_WHAT IS ASKED:_
Rewrite all of the items below, changing "Tag one point per instance" to "Mark one point for each one" and keeping everything else the same. Leave the pictures out.

_RECORDS FOR THIS TASK:_
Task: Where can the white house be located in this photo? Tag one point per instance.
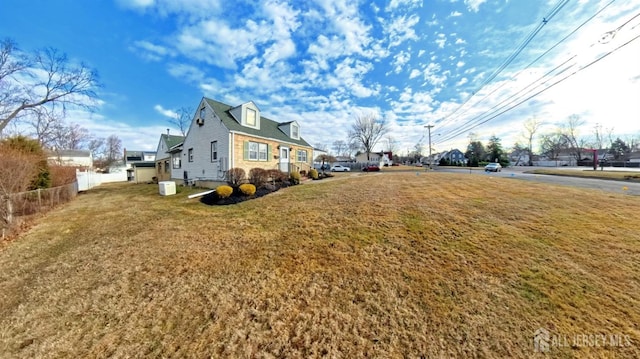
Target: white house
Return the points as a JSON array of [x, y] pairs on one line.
[[222, 137], [73, 158]]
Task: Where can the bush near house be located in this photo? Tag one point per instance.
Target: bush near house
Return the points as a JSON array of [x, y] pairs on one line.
[[247, 189], [258, 177], [272, 181], [294, 177], [236, 176], [224, 191]]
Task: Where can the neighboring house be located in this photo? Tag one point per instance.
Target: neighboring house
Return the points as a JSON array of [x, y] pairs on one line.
[[317, 153], [141, 172], [141, 159], [519, 157], [383, 157], [344, 159], [73, 158], [163, 155], [222, 137], [456, 156]]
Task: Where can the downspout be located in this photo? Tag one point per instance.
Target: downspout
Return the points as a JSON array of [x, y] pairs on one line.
[[231, 150]]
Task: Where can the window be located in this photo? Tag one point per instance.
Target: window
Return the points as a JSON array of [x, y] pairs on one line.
[[251, 117], [262, 151], [302, 156], [214, 151], [255, 151], [177, 162]]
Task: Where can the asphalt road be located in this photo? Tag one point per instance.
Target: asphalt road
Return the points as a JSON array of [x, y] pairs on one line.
[[517, 173]]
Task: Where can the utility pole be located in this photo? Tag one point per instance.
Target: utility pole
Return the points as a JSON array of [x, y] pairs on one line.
[[429, 127]]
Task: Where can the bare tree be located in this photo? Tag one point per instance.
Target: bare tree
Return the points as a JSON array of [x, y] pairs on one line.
[[72, 137], [96, 146], [45, 124], [182, 119], [531, 127], [367, 131], [392, 145], [552, 144], [339, 147], [570, 131], [45, 78], [113, 149]]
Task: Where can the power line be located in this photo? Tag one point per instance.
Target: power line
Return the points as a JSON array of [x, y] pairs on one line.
[[549, 87], [512, 56], [472, 123], [534, 61]]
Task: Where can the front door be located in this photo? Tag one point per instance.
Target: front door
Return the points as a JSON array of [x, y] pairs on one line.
[[284, 159]]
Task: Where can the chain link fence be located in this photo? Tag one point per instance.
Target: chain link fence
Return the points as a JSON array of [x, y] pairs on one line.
[[15, 206]]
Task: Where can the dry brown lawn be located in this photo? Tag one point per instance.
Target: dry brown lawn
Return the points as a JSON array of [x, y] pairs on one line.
[[367, 265]]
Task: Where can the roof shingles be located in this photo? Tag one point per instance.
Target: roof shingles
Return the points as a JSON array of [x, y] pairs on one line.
[[268, 128]]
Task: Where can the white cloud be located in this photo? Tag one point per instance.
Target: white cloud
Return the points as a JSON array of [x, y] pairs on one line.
[[400, 60], [474, 5], [401, 29], [408, 4], [441, 40], [165, 112]]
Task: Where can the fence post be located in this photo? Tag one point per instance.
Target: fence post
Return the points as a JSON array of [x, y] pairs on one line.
[[9, 210]]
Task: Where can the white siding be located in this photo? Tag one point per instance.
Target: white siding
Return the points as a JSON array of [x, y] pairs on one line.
[[161, 151], [199, 139]]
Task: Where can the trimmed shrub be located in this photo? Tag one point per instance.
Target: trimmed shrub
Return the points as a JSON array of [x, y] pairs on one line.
[[258, 177], [294, 177], [247, 189], [224, 191], [276, 175], [235, 176]]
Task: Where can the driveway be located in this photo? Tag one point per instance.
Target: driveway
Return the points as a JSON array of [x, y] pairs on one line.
[[517, 173]]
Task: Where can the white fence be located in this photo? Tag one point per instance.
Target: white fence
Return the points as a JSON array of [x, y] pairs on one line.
[[89, 179]]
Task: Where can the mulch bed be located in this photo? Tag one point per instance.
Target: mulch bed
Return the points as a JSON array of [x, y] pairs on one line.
[[213, 199]]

_EXERCISE OUTPUT:_
Task: Where can the white house be located in this photo? Mark one point for each one.
Target: white house
Return the points as a JSON array of [x, y] pairs on one line.
[[222, 137], [73, 158]]
Task: Where can the bush near house be located in this photo? Mark one point for each one.
Target: bush near house
Return the points as a JSON array of [x, y] pairs on one line.
[[247, 189], [258, 177], [272, 181], [294, 177], [236, 176], [224, 191]]
Task: Where can the neighboring house be located in this photo? Mark one point for each one.
Target: neighboring house
Return the points as a JSON array of [x, y] pairs on one line.
[[317, 153], [141, 172], [141, 159], [519, 157], [383, 157], [344, 159], [73, 158], [163, 155], [222, 137], [456, 156]]
Task: Where can the downspout be located in this photo? Mark one point for each one.
Target: downspout
Return the points as a JSON array of [x, y] pairs on one line.
[[231, 150]]
Task: Where can the window be located in this photo? Mark one point for each one.
Target: window
Return the points as a JSON array of [x, y] pairs on one line.
[[251, 117], [262, 151], [302, 156], [214, 151], [255, 151], [177, 162]]
Task: Where can the asphalt road be located in this photo? Mark one point for each one.
Target: asphalt road
Return the points as a JSON array of [x, y] pairs on one line.
[[517, 173]]
Task: Where can the utility pole be located in this photo? Mark one point for each one.
Target: utility pole
Return the points as a JSON array of [x, y] pairs on one line.
[[429, 127]]
Task: Where can the bare tree be located in this photo? Mark one point for each one.
Target: bare tree
Return the points as a JSON array of [x, y] pairs on one line.
[[72, 137], [96, 146], [45, 124], [182, 119], [531, 127], [367, 131], [392, 145], [552, 144], [339, 147], [570, 131], [45, 78], [113, 149]]
Task: Where can the power line be located in this photo? Mark one point for each one.
Target: power line
Return the points as a JSON array of [x, y] pairs on one line.
[[549, 87], [512, 56], [472, 123], [534, 61]]
Task: Where can the front door be located in this photo? Mark one point for each one.
Target: front door
Return the points as a JSON array of [x, y] pairs on one line.
[[284, 159]]
Task: Where can the chain link fence be located in this photo? Mark one point for each one.
Target: chain link fence
Return the points as a JSON array of [x, y] pairs on one line.
[[15, 206]]
Task: Where can the dry brown lawn be located in this photo? Mark one point for each one.
Target: dry brown lawn
Return the points as a JSON array of [x, y] pairs on one line.
[[367, 265]]
Task: Where can the roof shingles be located in this photo? Mark one point for each one.
Target: roof shingles
Return the points as a JSON array of [x, y] pairs on one line.
[[268, 128]]
Task: Where can the white cloud be located in this photo? Mark one point for each one.
Target: white cloud
Return the points as a JSON array of [x, y] pairs on one line.
[[400, 60], [474, 5], [401, 29], [408, 4], [441, 40], [165, 112]]
Task: Where can the fence post be located in this photo? Mark one point for each one.
Target: fence post
Return the points as a JSON array of [x, y] pairs on one line.
[[9, 210]]
Task: Where can the white siding be located in this photo? Mark one point for each one.
Target: white siding
Return the points as a JSON array of [x, y] pairs on one line.
[[161, 151], [199, 139]]
Task: Where can the trimmed shrub be located in this photo? Mark one point for each one.
Target: trimmed shrub
Return the points as a JSON array of [x, y] pairs on one line.
[[258, 177], [294, 177], [247, 189], [224, 191], [276, 175], [235, 176]]
Task: Where can the driveway be located in this photo? Mark one point for each one.
Target: driveway
Return the points as a JSON array of [x, y] pairs on one line.
[[517, 173]]
Task: Where can the white fence be located in this photo? Mark one point for each one.
Target: white fence
Return the points as a JSON array of [x, y] pairs on one line.
[[89, 179]]
Task: Where can the mulch bed be located in this photo? Mark one point for each one.
Target: mulch bed
Return the points as a JSON array of [x, y] pairs on one line.
[[213, 199]]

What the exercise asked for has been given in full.